_Verilen Görev 1_
Aşağıdaki üç ifadenin seçilen bölümle uyuşup uyuşmadığını belirtin. Her biri için evet ya da hayır deyin ve bölümdeki belirleyici sözleri tırnak içinde aktarın.
(a) Ali Şeriati'nin ilk kitabı Türkçeye 1990'lı yıllarda çevrildi.
(b) Hamid Algar, Amerika'da bir üniversitede görev yapmaktadır.
(c) Said Nursi tüm hayatını Medresetül Zehra projesine vakfedecekti.

Bugün yukarıda saydığım, zihinlere egemen olmak için birbirleriyle yarışan düşüncelere ve çoğu zaman gençliğimizin imanını tehdit eden bu düşünceleri, bitmek bilmeyen bir enerjiyle pompalayan bir entelektüeller ordusuna karşı biz ne yapmaktayız? İslam’ı, uluslararası bir düşünce platformunda savunabilecek kaç tane Müslüman düşünüre sahibiz? Türkiye’de kaç tane Müslüman düşünürümüzün yazdığı kitaplar dünyanın diğer dillerine tercüme ediliyor? İsmail Raci Faruki, Muhammed Esed, Seyyid Kutup, Said Nursi, Mevdudi, Vahidüddin Han, Muhammed İkbal, Muhammed Hamidullah, Roger Garaudy, Ali İzzet Begoviç, Mutahhari, Muhammed Bakır es-Sadr, Fazlurrahman, Seyyid Hüseyin Nasr, Beheşti, Said Havva, Hasan el-Benna, Ramazan el-Buti, Muhammed Gazali, Yusuf el-Kardavi ve Abdulkerim Süruş gibi ünü yaşadığı toprakları aşan, bu yüzyılda yaşamış daha kaç Müslüman aydın ya da alim sayabilirsiniz? Yazık ki bugün bizler bu değerli düşünürlerin fikirlerini öğrenme ve anlama çabalarının bile oldukça uzağındayız. Bugün Türkiye’de bu dindar aydın ve alimlerin fikirlerini karşılaştırmalı olarak inceleyip tartışabileceğimiz bir platformumuz bile yok.

                       

Ali Şeriati’nin ilk kitabı Türkçeye 1980’li yılların başında çevrildi. O günden bu yana yıllar geçti, ancak Şeriati’nin hayatı ve fikirleri üzerine kaleme alınmış en sıradan bir kitap çalışması bile gerçekleştirilemedi. Oysa bu konuda yazacak o kadar çok bakir alan mevcuttu ki. Sözgelimi, Ali Şeriati Türkiye’de hangi aydınları, ne ölçüde etkiledi? Şeriati hangi yazarların yeni yazım çalışmalarının ilham kaynağı oldu? Batıda bilimsel araştırmalar alanında kullanılan karşılaştırmalı tekniği kullanarak Ali Şeriati ile İkbal’i, Mutahhari’yi, Seyyid Kutubu ve hatta Said Nursi’yi karşılaştırmaya ne dersiniz? Gerçekten de Ali Şeriati ile Said Nursi arasında hem mücadeleleri ve hem de fikirleri açısından inanılmaz benzerlikler var. Amerika’da bir üniversitede görev yapan İngiliz asıllı büyük Müslüman profesör Hamid Algar boşuna özellikle bu her iki alimin bazı eserlerini seçerek İngilizceye çevirmedi. Son dönemlerinde Said Nursi’nin fikirlerinden oldukça etkilenen büyük üstad Cemil Meriç’in, aynı zamanda Ali Şeriati’yi gerçek bir aydın olarak övmesi sadece bir raslantı mı? Bugün Said Nursi’yi -hiç bir zaman doğrudan öğrencisi olmadıysa da- hareketinin başlangıç noktası yapan, Türkiye’nin en etkili simalarından biri olan, Fettullah Gülen’in, Dücane Cündioğlu’nun Yeni Şafak’taki bir yazısında da belirttiği gibi, eserlerini yazarken özellikle Ali Şeriati’nin etkisi altında kalmış olması bir tesadüf mü? Ali Şeriati Hüseyniye-i İrşadı çok yönlü bilimsel bir üniversiteye dönüştürmeye çalışırken, Said Nursi tüm hayatını din ve modern bilimlerin beraber öğretildiği İslam dünyasının en büyük üniversitesi olacak Medresetül Zehra projesine vakfedecekti. Her ikisi de eğitimi İslam dünyasının yeniden ayağa kalkması ve şahlanması için bir başlangıç noktası olarak görecek ve Tevhid, insan, kainat ve toplum bağlamında birbirine paralel, dönemlerine göre oldukça özgün fikirler ileri sürecekti.

_Kayıtlı Veriler_

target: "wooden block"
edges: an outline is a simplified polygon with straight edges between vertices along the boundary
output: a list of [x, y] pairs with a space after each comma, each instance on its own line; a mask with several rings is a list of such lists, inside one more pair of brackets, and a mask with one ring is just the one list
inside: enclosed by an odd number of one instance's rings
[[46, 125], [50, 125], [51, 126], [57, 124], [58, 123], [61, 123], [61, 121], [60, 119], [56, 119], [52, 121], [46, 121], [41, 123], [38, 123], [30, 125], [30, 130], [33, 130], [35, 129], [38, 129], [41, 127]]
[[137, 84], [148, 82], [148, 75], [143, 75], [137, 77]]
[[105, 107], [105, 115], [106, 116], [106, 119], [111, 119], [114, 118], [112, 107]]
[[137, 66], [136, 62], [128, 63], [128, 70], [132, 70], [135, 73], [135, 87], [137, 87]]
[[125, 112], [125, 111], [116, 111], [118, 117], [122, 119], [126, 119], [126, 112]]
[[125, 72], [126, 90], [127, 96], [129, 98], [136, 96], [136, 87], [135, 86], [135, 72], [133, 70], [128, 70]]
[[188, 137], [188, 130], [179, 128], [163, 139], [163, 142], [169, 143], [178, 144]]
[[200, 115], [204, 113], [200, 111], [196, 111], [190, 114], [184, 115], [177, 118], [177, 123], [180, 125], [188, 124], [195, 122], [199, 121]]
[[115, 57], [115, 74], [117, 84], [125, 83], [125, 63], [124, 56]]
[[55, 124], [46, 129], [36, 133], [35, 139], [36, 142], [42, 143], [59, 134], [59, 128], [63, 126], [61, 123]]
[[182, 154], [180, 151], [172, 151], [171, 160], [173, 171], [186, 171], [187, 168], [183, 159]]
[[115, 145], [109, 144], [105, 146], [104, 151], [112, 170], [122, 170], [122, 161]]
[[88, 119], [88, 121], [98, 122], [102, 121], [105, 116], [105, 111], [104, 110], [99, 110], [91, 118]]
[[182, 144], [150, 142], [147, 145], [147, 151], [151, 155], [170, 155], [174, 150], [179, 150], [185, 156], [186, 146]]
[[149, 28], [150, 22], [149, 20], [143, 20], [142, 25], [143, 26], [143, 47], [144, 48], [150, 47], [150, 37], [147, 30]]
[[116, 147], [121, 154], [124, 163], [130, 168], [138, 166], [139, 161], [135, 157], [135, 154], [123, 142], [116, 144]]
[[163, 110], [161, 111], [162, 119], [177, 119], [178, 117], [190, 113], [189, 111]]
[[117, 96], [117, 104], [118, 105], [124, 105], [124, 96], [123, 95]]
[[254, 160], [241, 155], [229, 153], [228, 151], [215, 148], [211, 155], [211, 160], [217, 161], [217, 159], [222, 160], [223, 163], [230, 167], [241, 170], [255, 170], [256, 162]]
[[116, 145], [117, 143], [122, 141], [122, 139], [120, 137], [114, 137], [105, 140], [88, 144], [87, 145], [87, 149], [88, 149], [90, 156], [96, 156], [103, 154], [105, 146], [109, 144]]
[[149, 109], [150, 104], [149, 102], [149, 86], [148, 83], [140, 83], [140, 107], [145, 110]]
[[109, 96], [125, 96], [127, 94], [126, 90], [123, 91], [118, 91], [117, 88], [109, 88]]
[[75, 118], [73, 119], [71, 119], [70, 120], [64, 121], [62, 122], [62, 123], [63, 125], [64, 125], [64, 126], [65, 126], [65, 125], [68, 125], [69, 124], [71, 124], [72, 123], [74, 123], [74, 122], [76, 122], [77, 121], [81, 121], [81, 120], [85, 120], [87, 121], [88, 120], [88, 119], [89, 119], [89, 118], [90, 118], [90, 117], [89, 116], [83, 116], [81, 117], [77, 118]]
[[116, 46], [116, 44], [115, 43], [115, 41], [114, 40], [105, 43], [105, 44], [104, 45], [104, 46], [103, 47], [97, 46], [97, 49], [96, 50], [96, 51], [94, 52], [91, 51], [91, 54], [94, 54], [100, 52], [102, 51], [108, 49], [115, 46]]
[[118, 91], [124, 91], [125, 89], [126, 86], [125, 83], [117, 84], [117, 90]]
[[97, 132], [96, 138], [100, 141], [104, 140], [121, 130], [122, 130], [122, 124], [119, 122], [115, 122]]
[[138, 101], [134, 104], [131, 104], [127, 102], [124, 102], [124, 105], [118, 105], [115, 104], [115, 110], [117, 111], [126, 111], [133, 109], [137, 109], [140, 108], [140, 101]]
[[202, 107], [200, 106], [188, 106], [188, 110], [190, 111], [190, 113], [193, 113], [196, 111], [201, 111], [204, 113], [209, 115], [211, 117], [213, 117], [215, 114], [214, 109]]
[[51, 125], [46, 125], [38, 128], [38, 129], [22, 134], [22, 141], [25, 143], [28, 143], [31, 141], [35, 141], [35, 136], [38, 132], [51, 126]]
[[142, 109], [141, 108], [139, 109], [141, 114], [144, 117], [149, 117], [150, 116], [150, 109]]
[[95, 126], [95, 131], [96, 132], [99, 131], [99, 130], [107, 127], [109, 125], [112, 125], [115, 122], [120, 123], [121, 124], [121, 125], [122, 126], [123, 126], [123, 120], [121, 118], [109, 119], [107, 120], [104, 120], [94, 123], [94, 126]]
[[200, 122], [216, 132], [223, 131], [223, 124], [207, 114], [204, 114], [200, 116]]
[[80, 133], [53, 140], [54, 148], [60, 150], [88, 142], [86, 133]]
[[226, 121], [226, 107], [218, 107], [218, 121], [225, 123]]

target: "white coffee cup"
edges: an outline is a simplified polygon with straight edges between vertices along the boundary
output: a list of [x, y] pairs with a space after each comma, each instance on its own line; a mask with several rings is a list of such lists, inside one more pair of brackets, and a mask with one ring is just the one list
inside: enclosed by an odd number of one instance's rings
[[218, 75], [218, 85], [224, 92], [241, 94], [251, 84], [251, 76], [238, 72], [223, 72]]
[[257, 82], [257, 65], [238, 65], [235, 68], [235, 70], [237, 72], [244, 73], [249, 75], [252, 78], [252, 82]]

_Verilen Görev 2_
Kayıtların başından "[[137, 84], [148, 82], [148, 75], [143, 75], [137, 77]]" değerini içeren satıra kadar uzanan kısmı "wooden block" yerine "wooden brick" yazarak güncelleyin ve başka hiçbir yeri değiştirmeyin. Yanıtta yalnızca bu kısım yer alsın; iki uçtaki satırlar da dahildir.

_Tam Yanıt 1_
(a) Hayır: "Ali Şeriati’nin ilk kitabı Türkçeye 1980’li yılların başında çevrildi."
(b) Evet: "Amerika’da bir üniversitede görev yapan İngiliz asıllı büyük Müslüman profesör Hamid Algar"
(c) Evet: "Said Nursi tüm hayatını din ve modern bilimlerin beraber öğretildiği İslam dünyasının en büyük üniversitesi olacak Medresetül Zehra projesine vakfedecekti."

_Tam Yanıt 2_
target: "wooden brick"
edges: an outline is a simplified polygon with straight edges between vertices along the boundary
output: a list of [x, y] pairs with a space after each comma, each instance on its own line; a mask with several rings is a list of such lists, inside one more pair of brackets, and a mask with one ring is just the one list
inside: enclosed by an odd number of one instance's rings
[[46, 125], [50, 125], [51, 126], [57, 124], [58, 123], [61, 123], [61, 121], [60, 119], [56, 119], [52, 121], [46, 121], [41, 123], [38, 123], [30, 125], [30, 130], [33, 130], [35, 129], [38, 129], [41, 127]]
[[137, 84], [148, 82], [148, 75], [143, 75], [137, 77]]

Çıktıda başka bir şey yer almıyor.